LLM Pruning and Distillation in Practice: The Minitron Approach
This addresses the problem of reducing computational costs and deployment barriers for large language models, though it is incremental as it builds on existing compression techniques.
The paper tackled compressing large language models like Llama 3.1 8B and Mistral NeMo 12B to smaller sizes (4B and 8B parameters) using pruning and distillation, resulting in a compelling 4B model and a state-of-the-art 8B model.
We present a comprehensive report on compressing the Llama 3.1 8B and Mistral NeMo 12B models to 4B and 8B parameters, respectively, using pruning and distillation. We explore two distinct pruning strategies: (1) depth pruning and (2) joint hidden/attention/MLP (width) pruning, and evaluate the results on common benchmarks from the LM Evaluation Harness. The models are then aligned with NeMo Aligner and tested in instruct-tuned versions. This approach produces a compelling 4B model from Llama 3.1 8B and a state-of-the-art Mistral-NeMo-Minitron-8B (MN-Minitron-8B for brevity) model from Mistral NeMo 12B. We found that with no access to the original data, it is beneficial to slightly fine-tune teacher models on the distillation dataset. We open-source our base model weights on Hugging Face with a permissive license.

(Data drawn from a collection)
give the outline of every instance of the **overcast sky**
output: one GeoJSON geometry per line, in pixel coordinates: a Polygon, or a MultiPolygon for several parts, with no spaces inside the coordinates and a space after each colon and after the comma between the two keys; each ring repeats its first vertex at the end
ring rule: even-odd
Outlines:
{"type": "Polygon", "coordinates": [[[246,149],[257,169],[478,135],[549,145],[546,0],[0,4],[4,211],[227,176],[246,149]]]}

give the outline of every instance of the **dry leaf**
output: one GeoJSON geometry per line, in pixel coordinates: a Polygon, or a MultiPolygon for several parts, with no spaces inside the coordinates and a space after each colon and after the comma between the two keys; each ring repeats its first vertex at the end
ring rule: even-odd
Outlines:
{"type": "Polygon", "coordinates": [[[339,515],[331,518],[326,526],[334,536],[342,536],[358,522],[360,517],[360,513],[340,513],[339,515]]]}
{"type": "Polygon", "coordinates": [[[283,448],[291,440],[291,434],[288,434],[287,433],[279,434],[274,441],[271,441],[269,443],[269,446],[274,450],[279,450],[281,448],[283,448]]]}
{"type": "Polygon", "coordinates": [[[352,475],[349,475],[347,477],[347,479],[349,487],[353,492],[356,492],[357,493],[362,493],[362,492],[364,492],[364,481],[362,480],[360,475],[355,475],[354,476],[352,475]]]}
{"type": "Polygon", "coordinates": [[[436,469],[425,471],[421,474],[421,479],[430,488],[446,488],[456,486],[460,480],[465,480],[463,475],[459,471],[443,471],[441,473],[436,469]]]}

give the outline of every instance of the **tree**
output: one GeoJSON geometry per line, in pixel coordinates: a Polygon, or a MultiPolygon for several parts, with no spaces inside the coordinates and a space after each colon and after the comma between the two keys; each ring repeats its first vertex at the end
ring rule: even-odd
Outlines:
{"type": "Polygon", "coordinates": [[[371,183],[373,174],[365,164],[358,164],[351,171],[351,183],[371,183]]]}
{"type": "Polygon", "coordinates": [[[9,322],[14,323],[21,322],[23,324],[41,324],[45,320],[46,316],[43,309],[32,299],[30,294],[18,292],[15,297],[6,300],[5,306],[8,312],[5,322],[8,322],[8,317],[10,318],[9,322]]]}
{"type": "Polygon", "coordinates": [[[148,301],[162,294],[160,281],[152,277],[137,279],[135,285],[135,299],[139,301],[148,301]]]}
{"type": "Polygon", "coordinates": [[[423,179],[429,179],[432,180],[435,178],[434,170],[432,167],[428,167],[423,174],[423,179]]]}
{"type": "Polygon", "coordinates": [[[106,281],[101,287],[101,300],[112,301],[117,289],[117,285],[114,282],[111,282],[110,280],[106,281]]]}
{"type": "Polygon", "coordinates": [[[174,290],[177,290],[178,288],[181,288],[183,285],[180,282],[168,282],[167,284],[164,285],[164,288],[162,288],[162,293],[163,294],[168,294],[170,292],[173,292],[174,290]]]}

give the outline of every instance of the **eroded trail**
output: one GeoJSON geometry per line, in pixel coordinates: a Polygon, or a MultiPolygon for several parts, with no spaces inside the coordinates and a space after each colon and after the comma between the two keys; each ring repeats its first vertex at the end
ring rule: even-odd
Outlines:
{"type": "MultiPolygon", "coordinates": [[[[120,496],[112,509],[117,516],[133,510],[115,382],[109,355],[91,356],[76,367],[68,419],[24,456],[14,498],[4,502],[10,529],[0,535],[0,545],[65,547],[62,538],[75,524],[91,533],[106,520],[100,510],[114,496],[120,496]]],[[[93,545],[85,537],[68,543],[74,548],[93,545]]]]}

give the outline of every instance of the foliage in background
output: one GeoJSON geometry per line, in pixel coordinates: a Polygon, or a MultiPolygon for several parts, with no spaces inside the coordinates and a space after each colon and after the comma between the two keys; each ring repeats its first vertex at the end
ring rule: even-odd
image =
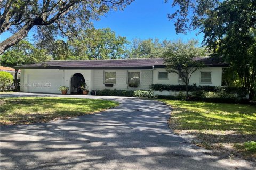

WHAT IS REQUIRED → In the Minitron pruning passage, copy the stretch from "LLM Pruning and" through "state-of-the-art 8B model.", swapping "compelling" for "strong".

SOLUTION FOR THIS EXERCISE →
LLM Pruning and Distillation in Practice: The Minitron Approach
This addresses the problem of reducing computational costs and deployment barriers for large language models, though it is incremental as it builds on existing compression techniques.
The paper tackled compressing large language models like Llama 3.1 8B and Mistral NeMo 12B to smaller sizes (4B and 8B parameters) using pruning and distillation, resulting in a strong 4B model and a state-of-the-art 8B model.